▸ **Information provided**:
━━━━━━━━

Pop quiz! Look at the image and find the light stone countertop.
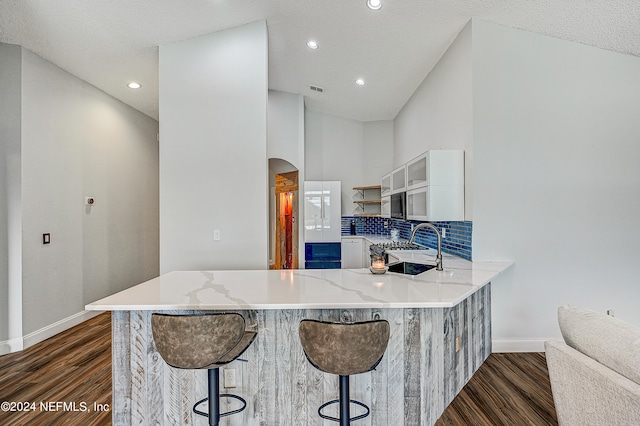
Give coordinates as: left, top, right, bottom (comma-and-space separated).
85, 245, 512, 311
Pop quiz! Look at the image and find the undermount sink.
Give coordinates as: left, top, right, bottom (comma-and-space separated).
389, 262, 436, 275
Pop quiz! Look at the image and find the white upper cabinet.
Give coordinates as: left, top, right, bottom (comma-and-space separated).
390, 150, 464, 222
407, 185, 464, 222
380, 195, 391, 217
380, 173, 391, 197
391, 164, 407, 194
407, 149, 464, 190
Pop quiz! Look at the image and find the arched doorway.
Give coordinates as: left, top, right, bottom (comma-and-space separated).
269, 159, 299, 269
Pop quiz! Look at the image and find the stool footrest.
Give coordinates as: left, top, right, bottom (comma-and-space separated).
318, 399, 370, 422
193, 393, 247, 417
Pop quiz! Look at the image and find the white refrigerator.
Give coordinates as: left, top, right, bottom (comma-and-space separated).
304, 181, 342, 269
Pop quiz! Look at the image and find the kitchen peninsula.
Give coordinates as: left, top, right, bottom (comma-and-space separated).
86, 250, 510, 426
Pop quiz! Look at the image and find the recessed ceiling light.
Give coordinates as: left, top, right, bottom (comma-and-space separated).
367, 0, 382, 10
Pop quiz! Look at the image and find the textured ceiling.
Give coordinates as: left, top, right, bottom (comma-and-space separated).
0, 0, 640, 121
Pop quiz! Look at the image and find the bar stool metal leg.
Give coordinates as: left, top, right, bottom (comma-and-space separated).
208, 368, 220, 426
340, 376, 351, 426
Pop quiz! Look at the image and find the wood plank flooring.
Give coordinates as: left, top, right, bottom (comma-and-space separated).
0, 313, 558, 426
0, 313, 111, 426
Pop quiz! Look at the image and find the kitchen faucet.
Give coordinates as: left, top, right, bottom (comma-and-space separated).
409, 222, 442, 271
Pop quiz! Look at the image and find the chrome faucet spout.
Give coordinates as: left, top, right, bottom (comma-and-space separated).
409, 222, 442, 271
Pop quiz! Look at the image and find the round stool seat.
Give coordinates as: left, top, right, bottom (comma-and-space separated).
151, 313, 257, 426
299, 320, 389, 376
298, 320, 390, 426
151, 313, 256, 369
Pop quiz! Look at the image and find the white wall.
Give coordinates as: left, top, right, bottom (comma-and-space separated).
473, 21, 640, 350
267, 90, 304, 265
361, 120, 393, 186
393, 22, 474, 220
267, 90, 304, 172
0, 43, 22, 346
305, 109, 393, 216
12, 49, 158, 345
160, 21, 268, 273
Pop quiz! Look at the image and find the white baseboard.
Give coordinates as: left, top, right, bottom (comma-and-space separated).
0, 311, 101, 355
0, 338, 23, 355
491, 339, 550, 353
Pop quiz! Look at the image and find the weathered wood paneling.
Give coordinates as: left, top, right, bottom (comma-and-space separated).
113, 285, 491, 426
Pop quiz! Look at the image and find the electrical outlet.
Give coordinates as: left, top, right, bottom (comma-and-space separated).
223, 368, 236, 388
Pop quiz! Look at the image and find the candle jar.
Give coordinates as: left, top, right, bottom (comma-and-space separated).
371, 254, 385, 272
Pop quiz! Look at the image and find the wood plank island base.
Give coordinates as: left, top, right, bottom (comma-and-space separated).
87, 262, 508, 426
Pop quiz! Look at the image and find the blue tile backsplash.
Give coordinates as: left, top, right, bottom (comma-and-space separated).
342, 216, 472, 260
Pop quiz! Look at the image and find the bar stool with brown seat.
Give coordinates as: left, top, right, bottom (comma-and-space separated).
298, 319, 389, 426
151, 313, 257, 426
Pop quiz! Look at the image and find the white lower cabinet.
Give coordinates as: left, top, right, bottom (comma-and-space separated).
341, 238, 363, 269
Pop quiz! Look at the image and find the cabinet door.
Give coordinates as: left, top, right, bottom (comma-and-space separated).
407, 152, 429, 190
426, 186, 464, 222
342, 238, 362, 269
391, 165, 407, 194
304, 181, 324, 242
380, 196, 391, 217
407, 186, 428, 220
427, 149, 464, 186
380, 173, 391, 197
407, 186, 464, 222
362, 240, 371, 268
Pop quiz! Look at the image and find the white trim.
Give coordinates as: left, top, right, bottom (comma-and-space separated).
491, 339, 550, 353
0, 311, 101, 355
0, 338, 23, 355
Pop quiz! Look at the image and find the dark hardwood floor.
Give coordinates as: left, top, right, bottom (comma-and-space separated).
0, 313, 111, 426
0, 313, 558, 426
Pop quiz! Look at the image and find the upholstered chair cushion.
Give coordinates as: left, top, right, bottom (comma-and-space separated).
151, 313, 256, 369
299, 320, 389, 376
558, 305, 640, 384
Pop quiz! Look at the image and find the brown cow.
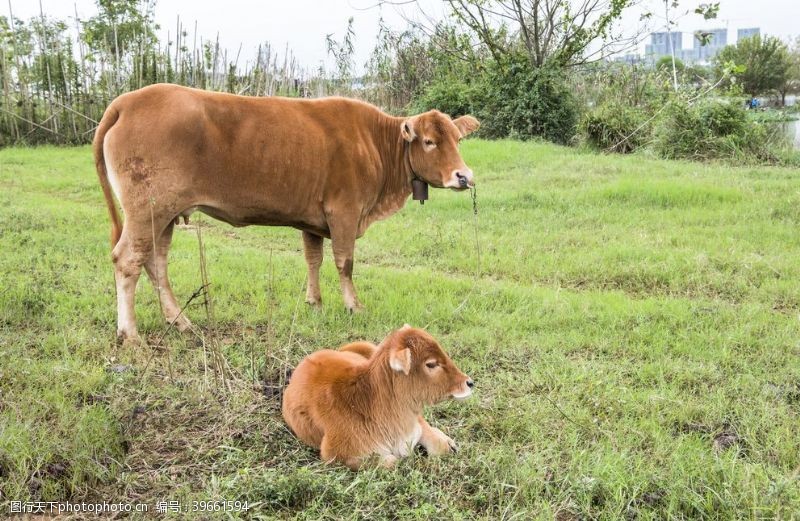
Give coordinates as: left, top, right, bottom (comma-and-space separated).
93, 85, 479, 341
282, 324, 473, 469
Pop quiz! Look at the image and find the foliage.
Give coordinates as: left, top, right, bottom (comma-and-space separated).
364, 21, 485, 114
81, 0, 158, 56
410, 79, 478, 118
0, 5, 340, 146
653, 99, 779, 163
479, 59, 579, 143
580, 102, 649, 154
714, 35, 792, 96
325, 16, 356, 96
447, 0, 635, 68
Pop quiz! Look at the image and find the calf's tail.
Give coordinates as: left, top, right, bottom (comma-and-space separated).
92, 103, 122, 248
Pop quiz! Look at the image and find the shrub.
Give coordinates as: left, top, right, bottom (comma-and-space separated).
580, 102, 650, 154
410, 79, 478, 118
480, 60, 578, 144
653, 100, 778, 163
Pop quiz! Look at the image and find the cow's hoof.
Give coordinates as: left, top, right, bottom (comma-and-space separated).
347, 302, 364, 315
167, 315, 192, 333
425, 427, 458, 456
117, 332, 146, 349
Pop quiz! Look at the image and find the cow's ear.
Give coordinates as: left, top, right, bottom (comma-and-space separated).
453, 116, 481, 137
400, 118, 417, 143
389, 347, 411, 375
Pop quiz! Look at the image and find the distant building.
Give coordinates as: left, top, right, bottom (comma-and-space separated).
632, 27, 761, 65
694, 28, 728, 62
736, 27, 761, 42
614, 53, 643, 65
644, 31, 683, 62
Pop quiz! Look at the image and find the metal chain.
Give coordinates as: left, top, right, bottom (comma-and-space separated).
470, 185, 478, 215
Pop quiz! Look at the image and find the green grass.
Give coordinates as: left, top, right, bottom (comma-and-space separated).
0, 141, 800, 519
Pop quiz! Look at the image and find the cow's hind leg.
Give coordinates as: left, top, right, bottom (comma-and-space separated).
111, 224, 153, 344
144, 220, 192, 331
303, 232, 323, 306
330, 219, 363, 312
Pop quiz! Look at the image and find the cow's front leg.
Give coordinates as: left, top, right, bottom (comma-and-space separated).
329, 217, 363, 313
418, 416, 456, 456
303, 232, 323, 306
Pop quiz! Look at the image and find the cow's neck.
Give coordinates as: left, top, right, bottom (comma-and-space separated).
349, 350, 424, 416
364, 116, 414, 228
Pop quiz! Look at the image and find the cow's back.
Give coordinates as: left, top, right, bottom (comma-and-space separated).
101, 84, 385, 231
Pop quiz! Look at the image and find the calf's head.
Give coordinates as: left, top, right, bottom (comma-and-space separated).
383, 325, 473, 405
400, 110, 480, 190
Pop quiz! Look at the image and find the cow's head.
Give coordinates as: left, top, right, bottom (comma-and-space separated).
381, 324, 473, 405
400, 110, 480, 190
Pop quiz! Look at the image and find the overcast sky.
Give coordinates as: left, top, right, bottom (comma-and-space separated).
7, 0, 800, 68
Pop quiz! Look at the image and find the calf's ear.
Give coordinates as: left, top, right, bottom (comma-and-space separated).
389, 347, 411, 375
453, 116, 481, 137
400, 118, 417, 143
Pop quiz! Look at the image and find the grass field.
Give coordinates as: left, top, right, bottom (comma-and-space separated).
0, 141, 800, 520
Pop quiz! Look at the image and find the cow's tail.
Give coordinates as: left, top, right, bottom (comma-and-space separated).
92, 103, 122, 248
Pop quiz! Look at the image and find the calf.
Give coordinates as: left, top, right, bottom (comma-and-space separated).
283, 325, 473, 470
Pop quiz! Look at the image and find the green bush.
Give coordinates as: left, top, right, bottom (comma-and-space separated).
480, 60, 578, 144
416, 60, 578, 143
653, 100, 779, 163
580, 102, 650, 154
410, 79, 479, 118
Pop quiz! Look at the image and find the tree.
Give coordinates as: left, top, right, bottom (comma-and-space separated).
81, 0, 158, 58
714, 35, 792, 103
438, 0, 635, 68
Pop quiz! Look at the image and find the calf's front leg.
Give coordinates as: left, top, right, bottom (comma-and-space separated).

━━━━━━━━

Could you turn the part of the rows above that starts with the line containing "Pop quiz! Look at the image and find the brown" and ends with the line containing "282, 324, 473, 469", both included, into a numbered list with no blank lines and with the picture left out?

1. Pop quiz! Look at the image and find the brown cow.
2. Give coordinates as: left, top, right, bottom (comma-and-space separated).
3. 93, 85, 479, 341
4. 282, 324, 473, 469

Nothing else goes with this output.